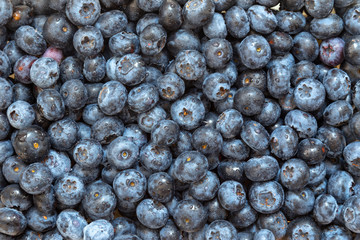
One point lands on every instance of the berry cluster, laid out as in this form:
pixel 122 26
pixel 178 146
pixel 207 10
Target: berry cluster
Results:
pixel 179 120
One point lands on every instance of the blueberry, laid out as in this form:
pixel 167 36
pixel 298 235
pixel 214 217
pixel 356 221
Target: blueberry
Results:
pixel 262 19
pixel 88 40
pixel 122 153
pixel 237 21
pixel 190 215
pixel 84 12
pixel 190 166
pixel 130 185
pixel 254 51
pixel 71 224
pixel 13 222
pixel 20 114
pixel 12 196
pixel 261 168
pixel 112 98
pixel 190 64
pixel 99 229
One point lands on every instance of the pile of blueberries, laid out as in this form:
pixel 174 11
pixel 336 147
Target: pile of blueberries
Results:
pixel 179 120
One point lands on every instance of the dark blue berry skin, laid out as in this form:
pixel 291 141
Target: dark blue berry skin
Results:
pixel 262 19
pixel 51 105
pixel 328 27
pixel 12 196
pixel 165 132
pixel 264 234
pixel 283 142
pixel 305 47
pixel 190 215
pixel 190 64
pixel 188 112
pixel 6 93
pixel 161 187
pixel 143 97
pixel 155 158
pixel 39 221
pixel 221 229
pixel 302 122
pixel 63 134
pixel 229 123
pixel 84 12
pixel 12 222
pixel 92 113
pixel 99 200
pixel 278 81
pixel 124 43
pixel 107 129
pixel 30 41
pixel 280 42
pixel 276 223
pixel 74 93
pixel 255 136
pixel 295 174
pixel 112 98
pixel 152 214
pixel 319 8
pixel 235 149
pixel 337 84
pixel 130 185
pixel 254 51
pixel 332 51
pixel 249 101
pixel 198 13
pixel 122 153
pixel 266 197
pixel 6 12
pixel 183 39
pixel 309 95
pixel 261 169
pixel 108 30
pixel 88 153
pixel 69 189
pixel 216 28
pixel 350 20
pixel 312 151
pixel 94 68
pixel 45 202
pixel 206 188
pixel 12 168
pixel 340 186
pixel 35 178
pixel 207 140
pixel 20 114
pixel 130 69
pixel 337 113
pixel 170 86
pixel 270 113
pixel 71 68
pixel 290 22
pixel 216 87
pixel 70 224
pixel 152 39
pixel 231 195
pixel 302 70
pixel 335 231
pixel 100 229
pixel 237 22
pixel 88 41
pixel 325 208
pixel 190 166
pixel 230 170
★ ★ ★ ★
> **Exercise prompt**: Look through the entries above and find each line where the word "Target" occurs; copy those lines.

> **Task result**:
Target: berry cluster
Target: blueberry
Target: pile of blueberries
Target: dark blue berry skin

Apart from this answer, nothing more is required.